[Saved entries]
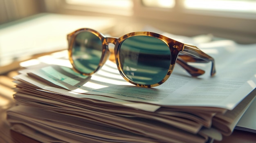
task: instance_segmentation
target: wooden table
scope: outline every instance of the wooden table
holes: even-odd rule
[[[39,143],[10,130],[10,126],[6,121],[6,110],[15,104],[12,97],[14,93],[13,89],[14,84],[12,82],[12,77],[17,74],[17,71],[14,70],[0,75],[0,143]],[[221,141],[214,142],[221,143],[256,143],[256,134],[235,130],[231,136],[224,136]]]

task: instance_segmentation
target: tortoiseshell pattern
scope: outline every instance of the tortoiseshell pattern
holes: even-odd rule
[[[86,74],[83,73],[77,70],[74,65],[74,61],[72,59],[72,48],[74,43],[76,36],[81,32],[87,31],[90,32],[98,36],[102,43],[102,52],[101,58],[98,67],[93,72]],[[169,47],[171,53],[171,61],[168,72],[160,81],[157,83],[152,85],[144,85],[136,83],[130,80],[124,74],[122,68],[120,66],[119,58],[119,45],[126,39],[132,36],[143,35],[158,38],[164,43]],[[117,68],[121,76],[124,78],[130,83],[137,86],[150,88],[156,86],[164,82],[169,77],[172,73],[175,63],[177,62],[182,67],[185,69],[192,76],[198,76],[204,73],[204,71],[201,69],[191,66],[187,64],[187,62],[211,62],[212,66],[211,72],[211,76],[213,76],[216,73],[215,62],[214,59],[206,54],[195,46],[184,44],[178,41],[174,40],[164,35],[156,33],[153,32],[139,31],[131,33],[126,34],[119,38],[113,37],[106,37],[102,34],[94,30],[88,28],[81,29],[67,35],[68,42],[68,53],[69,60],[73,66],[74,70],[85,75],[91,75],[96,72],[103,66],[106,61],[108,59],[110,52],[108,47],[108,44],[112,43],[115,45],[114,53],[115,62],[117,66]],[[180,53],[184,55],[179,55]]]

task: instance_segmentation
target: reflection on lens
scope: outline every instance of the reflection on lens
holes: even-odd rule
[[[93,72],[98,66],[102,50],[101,41],[97,36],[88,32],[79,33],[72,49],[75,68],[85,73]]]
[[[171,51],[161,40],[135,36],[119,46],[120,64],[124,74],[137,84],[151,85],[166,75],[171,64]]]

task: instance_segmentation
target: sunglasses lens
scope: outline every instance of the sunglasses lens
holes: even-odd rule
[[[102,47],[101,41],[93,33],[82,32],[78,34],[72,49],[74,68],[88,74],[94,71],[100,62]]]
[[[171,64],[171,51],[162,40],[148,36],[125,40],[119,48],[124,74],[139,84],[152,85],[164,79]]]

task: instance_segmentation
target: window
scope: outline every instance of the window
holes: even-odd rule
[[[243,43],[256,39],[256,0],[45,0],[50,12],[112,17],[118,24],[150,24],[188,36],[210,33]]]

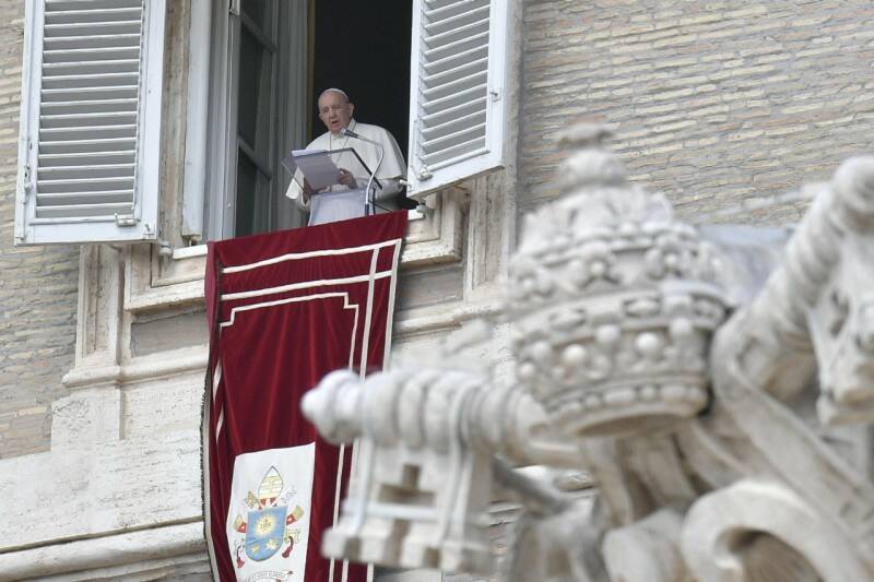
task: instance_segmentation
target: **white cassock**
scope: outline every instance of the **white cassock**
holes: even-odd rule
[[[388,198],[397,194],[400,187],[400,178],[406,174],[406,167],[403,163],[401,149],[398,147],[398,142],[391,136],[391,133],[380,128],[379,126],[370,126],[367,123],[358,123],[354,119],[350,120],[347,129],[355,133],[378,142],[385,150],[385,157],[382,164],[376,174],[376,179],[379,180],[381,187],[373,185],[375,189],[374,199],[377,202],[385,201]],[[370,169],[376,169],[379,162],[380,151],[379,147],[363,140],[356,140],[347,135],[334,134],[326,131],[307,145],[307,150],[342,150],[344,147],[352,147]],[[350,156],[349,163],[344,164],[344,158]],[[339,159],[335,161],[338,167],[355,171],[361,166],[351,153],[341,154]],[[365,188],[369,175],[355,176],[355,181],[358,189],[349,189],[345,186],[334,186],[331,191],[322,192],[310,197],[309,201],[304,202],[304,192],[299,183],[304,181],[300,176],[300,170],[295,175],[295,179],[288,185],[285,195],[295,201],[297,206],[302,210],[309,211],[309,224],[324,224],[335,221],[344,221],[346,218],[355,218],[364,216],[364,209],[366,202]],[[385,203],[382,205],[386,205]],[[377,207],[377,211],[379,207]]]

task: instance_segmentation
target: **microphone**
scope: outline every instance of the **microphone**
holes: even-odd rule
[[[366,204],[367,204],[367,207],[365,209],[365,214],[367,214],[367,210],[368,209],[373,210],[374,214],[376,214],[376,207],[375,207],[376,204],[374,203],[374,201],[371,199],[371,195],[370,195],[370,185],[374,183],[374,178],[376,177],[376,173],[379,171],[379,166],[382,165],[382,158],[386,157],[386,149],[382,147],[382,144],[379,143],[378,141],[371,140],[369,138],[365,138],[364,135],[359,135],[359,134],[355,133],[354,131],[352,131],[351,129],[343,128],[343,129],[340,130],[340,133],[343,134],[343,135],[346,135],[347,138],[354,138],[356,140],[361,140],[363,142],[371,143],[371,144],[376,145],[377,147],[379,147],[379,161],[376,163],[376,167],[370,173],[370,179],[367,180],[367,190],[366,190],[366,194],[367,194]]]

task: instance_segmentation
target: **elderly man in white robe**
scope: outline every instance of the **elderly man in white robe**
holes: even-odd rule
[[[401,150],[398,147],[398,142],[394,141],[391,133],[379,126],[355,121],[352,117],[355,106],[342,90],[324,90],[319,95],[318,107],[319,119],[328,128],[328,131],[312,140],[307,145],[307,150],[332,151],[352,147],[365,165],[370,170],[375,170],[379,163],[379,147],[364,140],[344,135],[342,131],[343,129],[349,129],[363,138],[379,143],[382,146],[385,156],[376,174],[376,180],[379,186],[376,182],[371,186],[374,201],[377,210],[394,210],[391,199],[400,192],[400,180],[405,174],[403,155],[401,155]],[[344,153],[336,159],[336,165],[340,168],[340,176],[338,177],[340,183],[336,186],[314,191],[300,176],[299,170],[288,186],[285,195],[294,200],[302,210],[309,211],[310,225],[364,216],[366,201],[364,189],[370,176],[354,175],[353,173],[361,167],[361,164],[357,164],[357,161],[349,156],[352,156],[352,154]],[[344,158],[346,159],[345,163]]]

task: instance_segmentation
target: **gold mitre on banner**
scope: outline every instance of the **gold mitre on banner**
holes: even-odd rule
[[[562,135],[562,195],[527,216],[507,297],[516,375],[566,433],[640,432],[707,404],[717,258],[629,183],[595,124]]]

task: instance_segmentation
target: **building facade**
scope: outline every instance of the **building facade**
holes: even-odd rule
[[[154,240],[14,246],[22,83],[31,74],[26,3],[2,2],[8,19],[0,27],[7,185],[0,194],[0,494],[11,532],[0,546],[0,580],[206,580],[200,492],[205,250],[198,242],[233,233],[221,207],[243,174],[228,169],[238,169],[239,158],[235,166],[227,149],[214,145],[236,143],[232,124],[240,123],[220,107],[204,112],[197,105],[239,97],[218,94],[213,84],[234,71],[227,66],[234,59],[221,60],[222,51],[239,50],[233,31],[241,29],[247,9],[144,3],[146,12],[161,7],[164,16]],[[414,12],[435,4],[414,2]],[[463,322],[499,309],[496,283],[524,214],[557,194],[556,134],[571,122],[612,126],[631,179],[663,190],[692,222],[792,224],[803,201],[730,217],[720,211],[779,200],[872,150],[874,9],[865,2],[480,4],[485,20],[506,19],[489,28],[503,49],[492,50],[487,62],[503,74],[499,86],[487,87],[503,104],[491,118],[500,126],[492,151],[501,155],[448,176],[449,186],[428,194],[429,210],[411,223],[397,357],[428,349]],[[293,56],[281,85],[281,100],[293,106],[272,114],[287,128],[274,140],[299,146],[312,92],[300,64],[309,44],[300,38],[311,34],[316,7],[290,2],[275,10],[298,34],[272,28],[276,50],[287,45]],[[414,38],[424,38],[415,19]],[[422,50],[417,41],[414,54]],[[418,106],[413,96],[410,107]],[[271,155],[275,161],[277,152],[265,159]],[[205,198],[223,193],[198,205],[190,194],[198,183]],[[279,182],[270,188],[282,190]],[[276,200],[271,227],[299,221]],[[500,334],[489,351],[507,353]]]

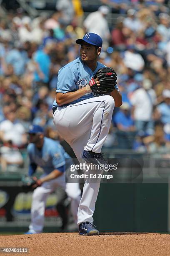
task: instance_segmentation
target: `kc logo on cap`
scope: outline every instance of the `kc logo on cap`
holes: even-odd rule
[[[86,37],[86,38],[88,38],[90,36],[90,34],[89,34],[89,33],[87,33],[87,34],[85,35],[85,37]]]
[[[102,46],[102,41],[101,37],[98,35],[90,32],[86,33],[82,39],[77,39],[75,42],[78,44],[82,44],[83,42],[85,42],[90,44],[95,45],[98,47]]]

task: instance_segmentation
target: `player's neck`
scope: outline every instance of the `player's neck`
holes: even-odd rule
[[[96,68],[97,68],[97,66],[98,66],[98,61],[95,60],[94,61],[89,61],[89,62],[87,62],[87,65],[88,66],[90,69],[91,69],[92,71],[94,72]]]

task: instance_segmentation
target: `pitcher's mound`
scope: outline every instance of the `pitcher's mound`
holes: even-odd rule
[[[169,256],[170,245],[170,235],[151,233],[101,233],[92,236],[48,233],[0,237],[1,248],[27,248],[32,256]],[[10,255],[26,256],[28,253]]]

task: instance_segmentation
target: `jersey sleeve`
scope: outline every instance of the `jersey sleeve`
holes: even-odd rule
[[[56,92],[65,93],[76,90],[76,75],[74,69],[63,67],[58,72]]]

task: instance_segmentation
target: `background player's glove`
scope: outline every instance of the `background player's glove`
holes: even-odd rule
[[[36,177],[23,175],[21,178],[22,187],[24,189],[31,190],[41,186],[42,182]]]
[[[100,85],[98,86],[95,79],[98,77]],[[103,67],[96,72],[93,77],[89,82],[93,92],[102,94],[110,92],[116,88],[117,75],[111,67]]]

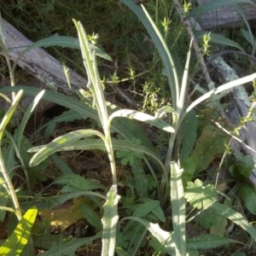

Given exercise: Show each line of the records above that contains the word "robe", copied in full.

Worked solution:
target: **elderly man in white robe**
scope: outline every instance of the **elderly man in white robe**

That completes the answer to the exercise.